- Problem statement -
Begin at the line that has "Task: mark the woman's hair" and stop after the line that has "[[466, 269]]". Reproduce those lines of the listing, substituting "denim jeans" for "blue jeans" and changing nothing else.

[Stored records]
......
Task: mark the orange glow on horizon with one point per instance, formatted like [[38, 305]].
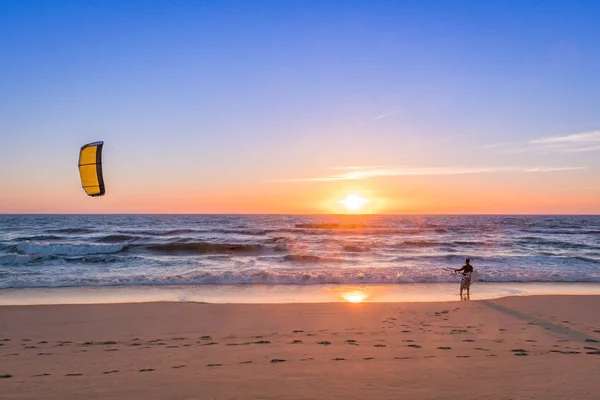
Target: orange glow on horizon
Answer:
[[356, 296]]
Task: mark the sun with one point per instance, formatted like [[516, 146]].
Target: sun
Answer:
[[354, 202]]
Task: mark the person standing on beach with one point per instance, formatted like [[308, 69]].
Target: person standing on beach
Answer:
[[465, 282]]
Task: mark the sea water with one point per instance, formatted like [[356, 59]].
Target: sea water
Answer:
[[61, 251]]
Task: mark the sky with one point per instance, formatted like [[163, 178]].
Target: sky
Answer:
[[429, 107]]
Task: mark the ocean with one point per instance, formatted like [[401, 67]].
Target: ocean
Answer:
[[52, 251]]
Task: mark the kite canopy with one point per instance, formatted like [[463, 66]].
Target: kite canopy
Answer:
[[90, 168]]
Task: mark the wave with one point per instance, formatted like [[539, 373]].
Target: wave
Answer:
[[38, 237], [354, 249], [310, 259], [170, 232], [254, 276], [116, 238], [67, 249], [336, 226], [538, 241], [250, 232], [204, 248], [71, 230], [19, 259]]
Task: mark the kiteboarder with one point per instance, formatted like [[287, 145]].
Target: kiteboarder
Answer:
[[465, 282]]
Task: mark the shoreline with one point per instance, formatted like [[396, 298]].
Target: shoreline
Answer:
[[517, 347], [287, 294]]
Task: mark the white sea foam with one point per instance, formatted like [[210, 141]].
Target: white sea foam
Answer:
[[69, 249]]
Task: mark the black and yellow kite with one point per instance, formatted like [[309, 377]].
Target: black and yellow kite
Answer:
[[90, 168]]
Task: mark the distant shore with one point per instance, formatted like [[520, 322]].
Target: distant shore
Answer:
[[282, 294], [518, 347]]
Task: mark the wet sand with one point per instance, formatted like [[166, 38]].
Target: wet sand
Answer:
[[539, 347]]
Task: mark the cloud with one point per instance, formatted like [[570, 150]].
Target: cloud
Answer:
[[360, 173], [578, 142], [574, 143], [587, 137], [386, 114]]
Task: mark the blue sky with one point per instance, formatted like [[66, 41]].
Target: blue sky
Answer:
[[239, 97]]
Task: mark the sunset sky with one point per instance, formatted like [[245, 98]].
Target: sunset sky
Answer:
[[289, 107]]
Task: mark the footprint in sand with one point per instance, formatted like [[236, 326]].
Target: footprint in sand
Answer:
[[565, 352], [520, 352]]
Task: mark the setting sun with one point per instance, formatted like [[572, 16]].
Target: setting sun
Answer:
[[354, 202]]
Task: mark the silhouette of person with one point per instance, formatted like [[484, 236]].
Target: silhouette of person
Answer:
[[465, 282]]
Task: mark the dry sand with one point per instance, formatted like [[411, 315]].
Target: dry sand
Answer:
[[542, 347]]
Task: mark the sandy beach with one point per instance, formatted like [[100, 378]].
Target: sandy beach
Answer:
[[539, 347]]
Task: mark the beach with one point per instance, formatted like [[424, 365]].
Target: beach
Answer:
[[531, 347]]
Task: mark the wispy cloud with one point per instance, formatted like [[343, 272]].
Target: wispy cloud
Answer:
[[587, 137], [387, 114], [574, 143], [359, 173]]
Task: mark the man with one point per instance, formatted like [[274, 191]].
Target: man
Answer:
[[465, 282]]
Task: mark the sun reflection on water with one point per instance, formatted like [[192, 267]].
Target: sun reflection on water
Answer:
[[355, 296]]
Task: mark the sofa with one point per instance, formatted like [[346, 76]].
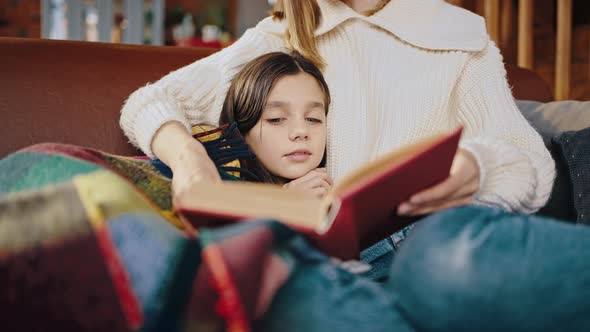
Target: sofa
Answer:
[[72, 92]]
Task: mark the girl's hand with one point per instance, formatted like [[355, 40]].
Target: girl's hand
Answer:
[[457, 190], [316, 183]]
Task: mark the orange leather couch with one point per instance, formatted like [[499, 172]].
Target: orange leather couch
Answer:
[[72, 92]]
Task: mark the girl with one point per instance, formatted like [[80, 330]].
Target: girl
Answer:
[[280, 103], [398, 71]]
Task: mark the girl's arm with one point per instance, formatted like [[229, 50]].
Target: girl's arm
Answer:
[[516, 171]]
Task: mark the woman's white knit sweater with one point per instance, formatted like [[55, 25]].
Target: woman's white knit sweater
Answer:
[[415, 68]]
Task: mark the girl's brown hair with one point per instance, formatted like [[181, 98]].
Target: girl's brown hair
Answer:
[[302, 17], [249, 91]]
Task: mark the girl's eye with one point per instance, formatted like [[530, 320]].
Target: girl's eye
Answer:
[[314, 120], [275, 120]]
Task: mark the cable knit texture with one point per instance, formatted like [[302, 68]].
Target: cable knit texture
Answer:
[[415, 68]]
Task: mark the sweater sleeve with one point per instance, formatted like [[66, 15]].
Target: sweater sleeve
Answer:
[[516, 170], [192, 94]]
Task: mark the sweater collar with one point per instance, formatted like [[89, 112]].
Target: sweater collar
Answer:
[[429, 24]]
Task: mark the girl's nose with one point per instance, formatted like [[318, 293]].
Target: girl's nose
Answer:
[[298, 131]]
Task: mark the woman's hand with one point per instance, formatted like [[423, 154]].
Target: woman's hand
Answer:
[[316, 183], [457, 190], [191, 166], [186, 156]]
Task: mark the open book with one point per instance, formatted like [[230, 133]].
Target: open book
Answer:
[[359, 210]]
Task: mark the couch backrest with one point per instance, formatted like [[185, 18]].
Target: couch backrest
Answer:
[[72, 92]]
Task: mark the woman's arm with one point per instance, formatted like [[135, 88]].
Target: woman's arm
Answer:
[[516, 172], [192, 94], [502, 160]]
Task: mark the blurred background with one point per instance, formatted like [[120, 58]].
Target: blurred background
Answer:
[[551, 37]]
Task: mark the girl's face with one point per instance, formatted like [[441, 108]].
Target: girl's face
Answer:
[[290, 137]]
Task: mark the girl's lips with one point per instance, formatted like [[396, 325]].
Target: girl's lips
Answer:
[[299, 155]]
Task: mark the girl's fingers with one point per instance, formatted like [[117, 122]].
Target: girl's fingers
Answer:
[[412, 210]]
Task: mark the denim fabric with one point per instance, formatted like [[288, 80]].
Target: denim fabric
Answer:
[[477, 269], [466, 269], [380, 255], [321, 296]]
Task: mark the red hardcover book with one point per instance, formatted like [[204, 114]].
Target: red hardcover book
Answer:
[[359, 210]]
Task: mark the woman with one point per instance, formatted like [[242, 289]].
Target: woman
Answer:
[[399, 70], [412, 68]]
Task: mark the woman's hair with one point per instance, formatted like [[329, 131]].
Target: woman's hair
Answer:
[[303, 17], [249, 91]]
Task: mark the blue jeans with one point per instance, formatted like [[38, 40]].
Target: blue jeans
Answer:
[[466, 269]]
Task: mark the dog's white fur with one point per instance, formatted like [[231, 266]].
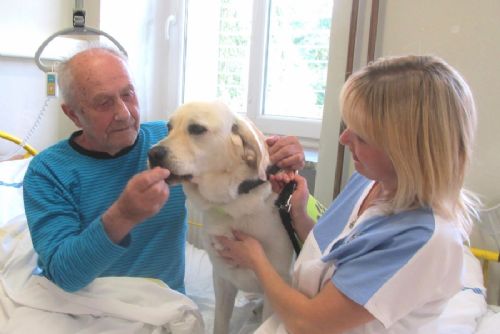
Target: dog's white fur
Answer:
[[220, 150]]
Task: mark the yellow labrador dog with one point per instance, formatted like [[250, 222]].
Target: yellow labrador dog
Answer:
[[221, 159]]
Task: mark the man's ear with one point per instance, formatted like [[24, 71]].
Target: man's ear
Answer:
[[72, 115]]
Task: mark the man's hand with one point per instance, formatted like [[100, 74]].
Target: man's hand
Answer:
[[286, 152], [144, 195]]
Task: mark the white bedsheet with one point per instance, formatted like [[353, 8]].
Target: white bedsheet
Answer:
[[33, 304]]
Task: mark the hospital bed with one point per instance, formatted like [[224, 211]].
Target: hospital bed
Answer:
[[133, 305]]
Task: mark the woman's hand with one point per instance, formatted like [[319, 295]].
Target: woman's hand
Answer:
[[286, 152], [244, 251]]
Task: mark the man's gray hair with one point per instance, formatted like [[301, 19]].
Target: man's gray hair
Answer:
[[66, 79]]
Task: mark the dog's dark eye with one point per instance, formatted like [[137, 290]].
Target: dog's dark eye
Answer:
[[197, 129]]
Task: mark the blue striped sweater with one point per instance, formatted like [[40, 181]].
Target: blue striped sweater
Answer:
[[66, 190]]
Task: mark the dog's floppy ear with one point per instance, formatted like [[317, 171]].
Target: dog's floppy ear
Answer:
[[254, 145]]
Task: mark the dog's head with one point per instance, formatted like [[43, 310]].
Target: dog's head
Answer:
[[211, 147]]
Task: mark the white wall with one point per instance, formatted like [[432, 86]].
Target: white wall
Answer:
[[466, 33], [25, 25]]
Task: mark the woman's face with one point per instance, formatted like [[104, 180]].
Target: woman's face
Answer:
[[369, 160]]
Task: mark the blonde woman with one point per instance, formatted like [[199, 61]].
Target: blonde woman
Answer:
[[387, 254]]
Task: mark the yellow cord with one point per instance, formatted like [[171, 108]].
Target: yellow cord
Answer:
[[30, 150]]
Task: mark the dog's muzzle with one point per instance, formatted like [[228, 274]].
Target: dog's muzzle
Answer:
[[157, 157]]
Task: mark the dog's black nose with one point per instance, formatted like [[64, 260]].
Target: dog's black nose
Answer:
[[156, 156]]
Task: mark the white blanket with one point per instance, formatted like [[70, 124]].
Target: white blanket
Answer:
[[33, 304]]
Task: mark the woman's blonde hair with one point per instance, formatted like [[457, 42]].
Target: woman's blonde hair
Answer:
[[421, 112]]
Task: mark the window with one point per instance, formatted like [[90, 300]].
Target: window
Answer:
[[266, 58]]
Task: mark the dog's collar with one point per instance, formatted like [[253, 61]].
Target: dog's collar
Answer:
[[246, 186]]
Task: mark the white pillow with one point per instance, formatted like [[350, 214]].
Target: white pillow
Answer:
[[11, 188]]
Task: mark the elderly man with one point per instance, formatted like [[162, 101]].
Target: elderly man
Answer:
[[94, 209]]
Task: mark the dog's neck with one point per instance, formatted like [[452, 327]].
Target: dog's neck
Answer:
[[248, 185]]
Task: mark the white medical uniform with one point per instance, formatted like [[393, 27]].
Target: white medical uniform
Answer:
[[402, 268]]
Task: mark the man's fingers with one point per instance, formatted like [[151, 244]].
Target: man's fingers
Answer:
[[148, 178]]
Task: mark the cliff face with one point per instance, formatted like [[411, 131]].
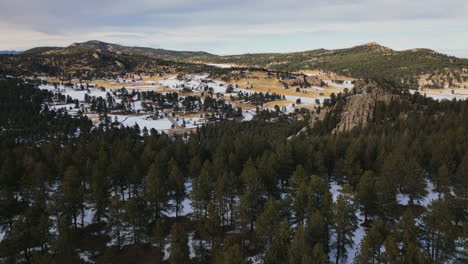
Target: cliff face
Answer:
[[359, 109]]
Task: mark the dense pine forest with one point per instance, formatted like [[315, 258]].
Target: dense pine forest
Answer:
[[233, 192]]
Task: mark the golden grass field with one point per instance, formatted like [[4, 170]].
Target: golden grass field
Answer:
[[261, 83]]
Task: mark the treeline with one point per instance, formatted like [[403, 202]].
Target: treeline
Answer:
[[252, 191], [257, 98]]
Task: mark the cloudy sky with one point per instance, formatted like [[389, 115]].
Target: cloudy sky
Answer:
[[238, 26]]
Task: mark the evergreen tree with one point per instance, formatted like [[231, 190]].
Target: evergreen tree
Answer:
[[300, 251], [345, 223], [177, 182], [439, 231], [277, 250], [178, 251], [366, 194]]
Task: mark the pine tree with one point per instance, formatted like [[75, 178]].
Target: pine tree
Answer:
[[178, 251], [159, 237], [442, 180], [156, 192], [366, 194], [277, 250], [116, 216], [318, 255], [232, 253], [439, 231], [392, 251], [371, 246], [412, 181], [73, 196], [267, 222], [177, 182], [345, 223], [300, 250]]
......
- The answer -
Task: mark the woman's hair with one point per instance, formatted like [[329, 131]].
Target: woman's hair
Answer:
[[303, 17], [249, 91]]
Task: mark the denim jeans with one point per instance, formatted like [[38, 40]].
Target: denim jeans
Answer:
[[466, 269]]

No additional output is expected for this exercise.